What you need to do: Copy out each line of the listing below that contains the string "rope", treating uppercase and lowercase letters as different.

Exercise data:
+ + + + +
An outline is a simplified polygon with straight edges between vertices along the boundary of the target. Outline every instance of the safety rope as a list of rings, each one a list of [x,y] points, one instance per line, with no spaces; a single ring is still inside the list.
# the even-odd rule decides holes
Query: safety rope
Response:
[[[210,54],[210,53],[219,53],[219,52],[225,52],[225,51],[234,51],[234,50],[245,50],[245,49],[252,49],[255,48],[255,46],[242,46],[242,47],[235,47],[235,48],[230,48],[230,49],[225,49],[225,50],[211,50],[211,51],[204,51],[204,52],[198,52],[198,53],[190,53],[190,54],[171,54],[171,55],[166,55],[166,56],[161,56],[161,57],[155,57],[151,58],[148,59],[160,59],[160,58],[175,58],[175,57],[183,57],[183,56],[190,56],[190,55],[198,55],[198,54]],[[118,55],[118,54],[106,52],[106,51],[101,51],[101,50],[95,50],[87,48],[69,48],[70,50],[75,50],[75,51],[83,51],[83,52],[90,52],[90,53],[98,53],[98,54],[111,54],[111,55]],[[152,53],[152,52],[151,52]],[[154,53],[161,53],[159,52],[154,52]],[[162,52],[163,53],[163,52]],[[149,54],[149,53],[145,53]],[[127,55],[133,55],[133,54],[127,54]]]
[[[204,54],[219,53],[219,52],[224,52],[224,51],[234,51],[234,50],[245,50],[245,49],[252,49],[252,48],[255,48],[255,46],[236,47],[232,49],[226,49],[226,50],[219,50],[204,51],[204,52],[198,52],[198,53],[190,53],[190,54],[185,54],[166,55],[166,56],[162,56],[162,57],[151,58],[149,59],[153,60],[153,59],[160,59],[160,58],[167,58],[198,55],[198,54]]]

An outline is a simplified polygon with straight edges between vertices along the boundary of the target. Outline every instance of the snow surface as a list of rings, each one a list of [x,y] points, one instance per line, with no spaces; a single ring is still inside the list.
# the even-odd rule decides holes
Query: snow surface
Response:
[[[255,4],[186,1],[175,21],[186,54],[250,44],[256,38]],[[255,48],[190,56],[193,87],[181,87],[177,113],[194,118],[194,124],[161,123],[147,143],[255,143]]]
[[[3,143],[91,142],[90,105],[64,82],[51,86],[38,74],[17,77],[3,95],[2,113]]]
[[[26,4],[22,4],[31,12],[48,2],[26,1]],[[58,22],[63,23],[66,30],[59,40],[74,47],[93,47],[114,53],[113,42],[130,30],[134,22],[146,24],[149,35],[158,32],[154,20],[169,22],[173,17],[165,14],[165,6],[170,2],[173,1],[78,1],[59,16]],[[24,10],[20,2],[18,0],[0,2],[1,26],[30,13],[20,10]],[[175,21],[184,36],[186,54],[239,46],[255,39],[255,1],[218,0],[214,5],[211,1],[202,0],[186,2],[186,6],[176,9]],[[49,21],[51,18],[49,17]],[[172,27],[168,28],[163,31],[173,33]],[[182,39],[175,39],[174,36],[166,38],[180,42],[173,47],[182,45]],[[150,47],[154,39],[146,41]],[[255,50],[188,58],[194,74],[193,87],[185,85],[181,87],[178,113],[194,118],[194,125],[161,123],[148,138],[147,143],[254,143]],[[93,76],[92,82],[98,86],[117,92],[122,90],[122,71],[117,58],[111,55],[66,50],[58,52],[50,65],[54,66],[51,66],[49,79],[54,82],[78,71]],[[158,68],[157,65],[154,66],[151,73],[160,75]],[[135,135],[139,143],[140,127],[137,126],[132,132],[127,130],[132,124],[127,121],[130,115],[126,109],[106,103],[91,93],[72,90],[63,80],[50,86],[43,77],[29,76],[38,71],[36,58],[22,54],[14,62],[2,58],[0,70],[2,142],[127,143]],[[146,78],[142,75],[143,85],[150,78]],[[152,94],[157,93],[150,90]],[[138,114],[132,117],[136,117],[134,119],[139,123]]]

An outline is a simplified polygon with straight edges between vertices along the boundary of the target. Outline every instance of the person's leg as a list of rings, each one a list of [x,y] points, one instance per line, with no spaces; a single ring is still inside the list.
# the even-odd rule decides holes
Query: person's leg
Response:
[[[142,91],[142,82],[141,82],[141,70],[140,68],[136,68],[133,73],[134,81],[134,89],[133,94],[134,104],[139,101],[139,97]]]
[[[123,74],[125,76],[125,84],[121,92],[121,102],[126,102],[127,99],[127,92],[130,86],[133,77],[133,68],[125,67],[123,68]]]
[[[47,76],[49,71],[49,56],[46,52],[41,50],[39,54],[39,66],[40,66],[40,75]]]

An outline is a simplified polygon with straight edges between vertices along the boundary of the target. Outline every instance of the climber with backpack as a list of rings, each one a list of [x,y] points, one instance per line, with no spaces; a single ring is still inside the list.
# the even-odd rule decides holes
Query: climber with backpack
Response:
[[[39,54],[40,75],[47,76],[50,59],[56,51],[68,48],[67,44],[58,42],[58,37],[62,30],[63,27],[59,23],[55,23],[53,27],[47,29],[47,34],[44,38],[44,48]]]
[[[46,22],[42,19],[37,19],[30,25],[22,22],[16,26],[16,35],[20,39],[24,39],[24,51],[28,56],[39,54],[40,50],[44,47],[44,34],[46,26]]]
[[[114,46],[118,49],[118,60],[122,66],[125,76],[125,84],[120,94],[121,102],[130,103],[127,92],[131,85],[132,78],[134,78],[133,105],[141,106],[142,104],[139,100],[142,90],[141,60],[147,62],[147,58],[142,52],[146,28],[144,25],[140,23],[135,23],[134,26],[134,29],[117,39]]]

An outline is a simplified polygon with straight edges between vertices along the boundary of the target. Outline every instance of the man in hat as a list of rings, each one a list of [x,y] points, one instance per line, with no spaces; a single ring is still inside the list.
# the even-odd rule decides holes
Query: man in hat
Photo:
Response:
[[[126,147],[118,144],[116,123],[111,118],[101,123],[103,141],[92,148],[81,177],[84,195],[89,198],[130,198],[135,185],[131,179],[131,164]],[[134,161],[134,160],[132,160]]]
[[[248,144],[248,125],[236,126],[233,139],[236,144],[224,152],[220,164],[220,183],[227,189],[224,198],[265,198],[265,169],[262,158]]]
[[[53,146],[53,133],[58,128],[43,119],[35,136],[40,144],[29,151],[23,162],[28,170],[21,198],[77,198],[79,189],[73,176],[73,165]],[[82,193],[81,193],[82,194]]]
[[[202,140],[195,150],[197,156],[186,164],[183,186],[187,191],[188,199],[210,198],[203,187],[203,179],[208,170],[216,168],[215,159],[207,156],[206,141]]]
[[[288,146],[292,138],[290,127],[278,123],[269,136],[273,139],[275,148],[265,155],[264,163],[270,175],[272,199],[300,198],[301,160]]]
+ + + + +
Written response:
An outline is a simplified polygon with straight edges between vertices along the boundary of the target. Outline every instance of the safety rope as a list of rings, each one a list of [x,y] points, one instance per line, with no spaces; a single ring is still inside the list.
Query: safety rope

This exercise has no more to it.